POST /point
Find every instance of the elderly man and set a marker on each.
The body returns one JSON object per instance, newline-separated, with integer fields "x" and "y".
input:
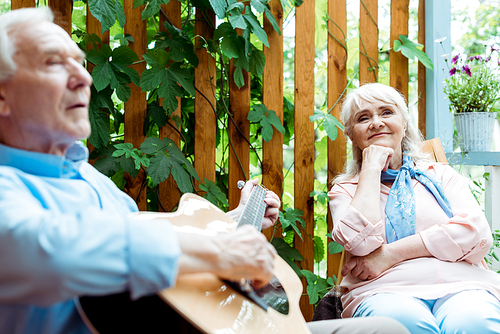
{"x": 65, "y": 229}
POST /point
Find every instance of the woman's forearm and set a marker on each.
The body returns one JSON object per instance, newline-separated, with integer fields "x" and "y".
{"x": 366, "y": 199}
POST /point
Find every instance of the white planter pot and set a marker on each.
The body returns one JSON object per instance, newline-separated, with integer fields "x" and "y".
{"x": 475, "y": 130}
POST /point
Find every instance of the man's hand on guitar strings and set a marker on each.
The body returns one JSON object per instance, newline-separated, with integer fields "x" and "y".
{"x": 247, "y": 255}
{"x": 244, "y": 253}
{"x": 272, "y": 200}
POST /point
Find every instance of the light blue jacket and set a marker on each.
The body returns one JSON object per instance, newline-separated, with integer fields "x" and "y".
{"x": 65, "y": 232}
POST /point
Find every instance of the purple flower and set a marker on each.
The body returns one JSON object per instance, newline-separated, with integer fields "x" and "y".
{"x": 474, "y": 58}
{"x": 466, "y": 69}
▬▬▬▬▬▬▬▬▬▬
Could you reproduce exactly the lines from the first line of the listing through the line containing "Find every instance of the man's", both included, with pictures left out?

EXPECTED ANSWER |
POST /point
Find every instance of the elderly man and set a marker on each.
The body returns one JSON object per instance, newline-separated, with integer fields "x" and "y".
input:
{"x": 65, "y": 229}
POST /point
Find every instance of the woman's forearm and set a marker on each.
The body returns one JSON object per instance, newline-separated, with integer fields "x" and "y".
{"x": 366, "y": 199}
POST /point
Find every instance of the white planter pot and set a marker on each.
The body returns one JSON object per instance, newline-separated, with integer fields "x" and "y".
{"x": 475, "y": 130}
POST /point
Find every instance of the man's hand on guitar strings and set a marker on each.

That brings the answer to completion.